* **MATERIAL**
--

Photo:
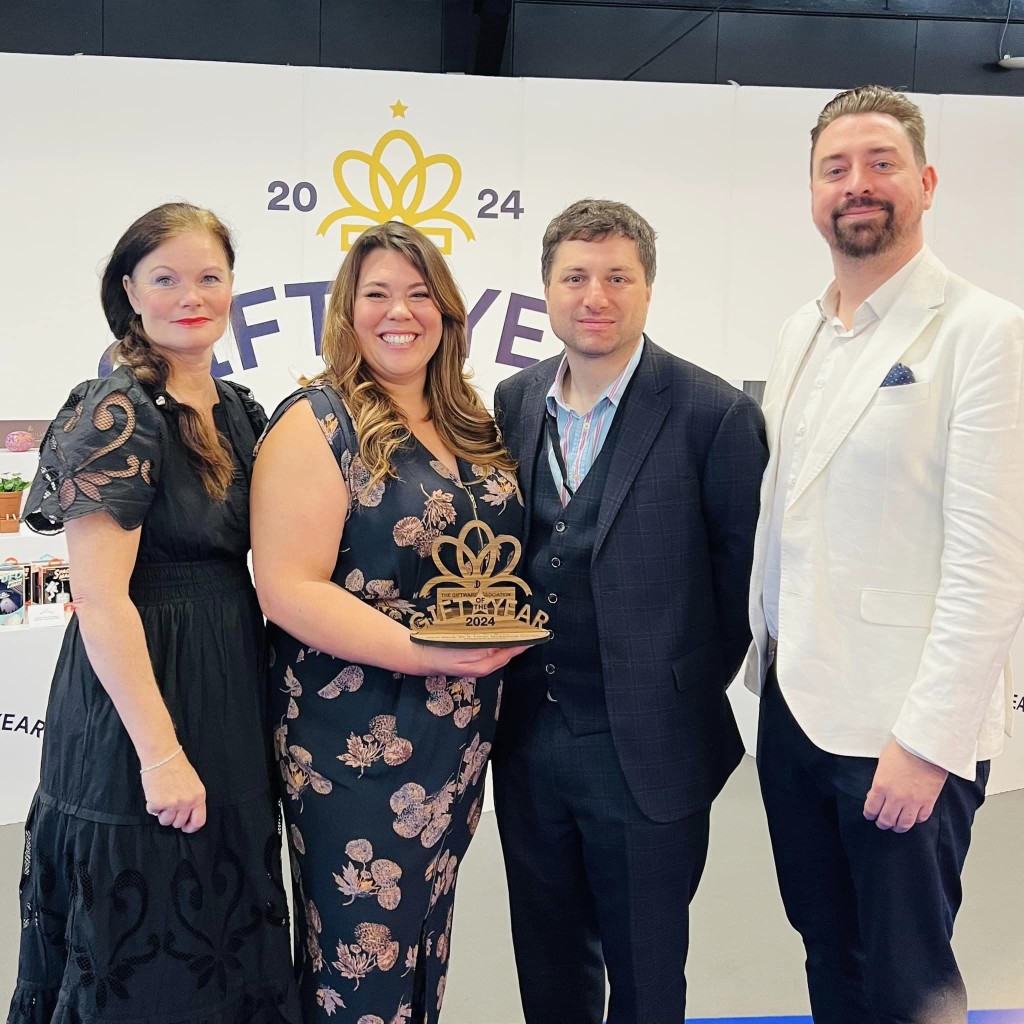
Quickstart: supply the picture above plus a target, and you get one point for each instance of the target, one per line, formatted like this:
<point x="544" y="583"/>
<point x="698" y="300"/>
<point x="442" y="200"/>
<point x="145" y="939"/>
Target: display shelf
<point x="25" y="463"/>
<point x="29" y="656"/>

--

* **TO BE DONE**
Copy every line above word for word, leaving out the picture.

* **TASK RESPONSE**
Photo:
Quickstart: supply the picture above plus a target, and you get one point for each instance of the target, one per line, formatted like this:
<point x="544" y="583"/>
<point x="698" y="300"/>
<point x="442" y="200"/>
<point x="145" y="939"/>
Target: display shelf
<point x="25" y="463"/>
<point x="29" y="656"/>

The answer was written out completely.